■ Exercise description
In the passage on machine-grown design solutions, write out word for word the section from "The question to" to "could be true.", including both of those phrases.

This creates the basic structure for a garden of design solutions. The only remaining step is the necessary harvesting of promising ones.

A Question of Creativity

The question to evaluate our work is, does this kind of system actually produce better, more creative design solutions? Anecdotally it appears that this is in fact the case. We’ve explored an iteration of Recycled Canvas, called Organic Canvas, which does genetically iterate through solution paths. A lot of the machine growth solutions cover some of the common design iterations made by first-tiered users in the recycled canvas experiment. The solution paths explored, and the modifications made by first-tier experimenters tend to be significantly more complex. It is difficult to argue that they are better designs but they are more complex and less intuitive ones. Does the machine ever come up with truly novel designs when left to its own growth cycle? We noticed a handful of cases where that could be true.

■ Data supplied
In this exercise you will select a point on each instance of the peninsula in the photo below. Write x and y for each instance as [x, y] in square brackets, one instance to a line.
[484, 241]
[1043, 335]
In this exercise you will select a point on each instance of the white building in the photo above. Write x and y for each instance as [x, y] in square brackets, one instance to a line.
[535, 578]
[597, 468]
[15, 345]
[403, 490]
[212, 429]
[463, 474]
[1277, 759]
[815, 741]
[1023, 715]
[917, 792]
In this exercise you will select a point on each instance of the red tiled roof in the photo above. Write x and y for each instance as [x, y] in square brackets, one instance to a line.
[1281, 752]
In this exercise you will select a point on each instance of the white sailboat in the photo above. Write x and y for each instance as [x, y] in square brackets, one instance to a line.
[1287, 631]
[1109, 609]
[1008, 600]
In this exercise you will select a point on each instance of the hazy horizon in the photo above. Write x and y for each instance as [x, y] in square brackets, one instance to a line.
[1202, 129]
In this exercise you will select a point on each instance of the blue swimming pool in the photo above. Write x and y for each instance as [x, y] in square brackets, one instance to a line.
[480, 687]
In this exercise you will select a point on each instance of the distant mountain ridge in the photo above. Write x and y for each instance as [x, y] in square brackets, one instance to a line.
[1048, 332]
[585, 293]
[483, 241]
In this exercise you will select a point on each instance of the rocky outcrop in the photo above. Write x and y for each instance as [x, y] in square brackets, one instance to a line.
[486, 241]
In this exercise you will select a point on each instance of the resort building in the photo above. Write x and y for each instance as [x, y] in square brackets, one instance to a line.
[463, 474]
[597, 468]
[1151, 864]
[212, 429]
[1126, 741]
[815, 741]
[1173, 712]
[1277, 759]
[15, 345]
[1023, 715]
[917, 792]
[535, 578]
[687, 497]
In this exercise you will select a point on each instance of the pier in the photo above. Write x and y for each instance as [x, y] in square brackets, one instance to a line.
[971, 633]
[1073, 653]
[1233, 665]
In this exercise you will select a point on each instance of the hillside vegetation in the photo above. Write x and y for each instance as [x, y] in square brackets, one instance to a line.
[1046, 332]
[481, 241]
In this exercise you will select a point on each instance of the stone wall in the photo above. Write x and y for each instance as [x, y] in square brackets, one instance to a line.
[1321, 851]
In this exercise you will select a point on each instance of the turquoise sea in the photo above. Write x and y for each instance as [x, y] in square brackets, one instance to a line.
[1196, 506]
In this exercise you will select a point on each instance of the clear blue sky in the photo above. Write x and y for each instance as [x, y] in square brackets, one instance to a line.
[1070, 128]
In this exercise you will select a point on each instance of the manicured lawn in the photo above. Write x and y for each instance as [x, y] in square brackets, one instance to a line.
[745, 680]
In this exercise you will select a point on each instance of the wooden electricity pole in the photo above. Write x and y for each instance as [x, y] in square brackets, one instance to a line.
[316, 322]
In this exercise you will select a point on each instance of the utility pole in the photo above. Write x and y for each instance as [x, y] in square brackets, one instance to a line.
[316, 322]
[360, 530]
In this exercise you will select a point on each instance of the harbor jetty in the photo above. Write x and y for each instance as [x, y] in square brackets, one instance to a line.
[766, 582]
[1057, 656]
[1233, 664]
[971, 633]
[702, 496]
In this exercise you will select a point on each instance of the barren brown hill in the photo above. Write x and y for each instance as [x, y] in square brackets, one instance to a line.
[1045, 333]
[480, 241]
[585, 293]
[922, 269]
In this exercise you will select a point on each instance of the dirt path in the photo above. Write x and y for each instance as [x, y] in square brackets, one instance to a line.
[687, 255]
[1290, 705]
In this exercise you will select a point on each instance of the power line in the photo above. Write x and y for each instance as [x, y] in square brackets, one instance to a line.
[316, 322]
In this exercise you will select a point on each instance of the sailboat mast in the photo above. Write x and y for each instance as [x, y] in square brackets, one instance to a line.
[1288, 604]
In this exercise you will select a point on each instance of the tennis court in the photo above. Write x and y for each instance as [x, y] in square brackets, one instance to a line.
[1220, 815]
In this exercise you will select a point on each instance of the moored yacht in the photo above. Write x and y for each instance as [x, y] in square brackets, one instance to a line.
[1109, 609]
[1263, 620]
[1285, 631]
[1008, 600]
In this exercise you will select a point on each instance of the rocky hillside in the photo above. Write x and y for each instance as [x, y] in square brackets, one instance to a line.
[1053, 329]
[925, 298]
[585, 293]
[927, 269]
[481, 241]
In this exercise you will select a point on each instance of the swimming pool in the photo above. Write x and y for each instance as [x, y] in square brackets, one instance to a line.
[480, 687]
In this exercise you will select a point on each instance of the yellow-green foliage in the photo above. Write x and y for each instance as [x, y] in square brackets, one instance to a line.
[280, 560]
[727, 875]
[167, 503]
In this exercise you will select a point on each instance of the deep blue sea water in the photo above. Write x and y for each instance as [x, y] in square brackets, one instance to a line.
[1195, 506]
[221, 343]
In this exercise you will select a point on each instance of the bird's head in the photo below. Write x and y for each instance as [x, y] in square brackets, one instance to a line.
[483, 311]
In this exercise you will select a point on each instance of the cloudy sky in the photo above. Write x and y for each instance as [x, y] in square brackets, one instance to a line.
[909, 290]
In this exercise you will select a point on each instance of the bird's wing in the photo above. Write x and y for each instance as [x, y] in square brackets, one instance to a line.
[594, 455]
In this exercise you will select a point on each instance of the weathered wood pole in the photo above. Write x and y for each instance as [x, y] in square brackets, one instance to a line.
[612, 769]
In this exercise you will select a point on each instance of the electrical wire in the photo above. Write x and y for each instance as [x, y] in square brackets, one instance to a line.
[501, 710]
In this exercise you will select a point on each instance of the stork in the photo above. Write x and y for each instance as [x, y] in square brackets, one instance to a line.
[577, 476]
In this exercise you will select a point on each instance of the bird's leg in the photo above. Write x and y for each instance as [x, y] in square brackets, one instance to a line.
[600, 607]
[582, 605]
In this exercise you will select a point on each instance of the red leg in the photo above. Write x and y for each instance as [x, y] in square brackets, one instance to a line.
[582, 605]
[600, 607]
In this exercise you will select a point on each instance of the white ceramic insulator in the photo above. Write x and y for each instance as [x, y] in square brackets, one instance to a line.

■ Exercise solution
The question to evaluate our work is, does this kind of system actually produce better, more creative design solutions? Anecdotally it appears that this is in fact the case. We’ve explored an iteration of Recycled Canvas, called Organic Canvas, which does genetically iterate through solution paths. A lot of the machine growth solutions cover some of the common design iterations made by first-tiered users in the recycled canvas experiment. The solution paths explored, and the modifications made by first-tier experimenters tend to be significantly more complex. It is difficult to argue that they are better designs but they are more complex and less intuitive ones. Does the machine ever come up with truly novel designs when left to its own growth cycle? We noticed a handful of cases where that could be true.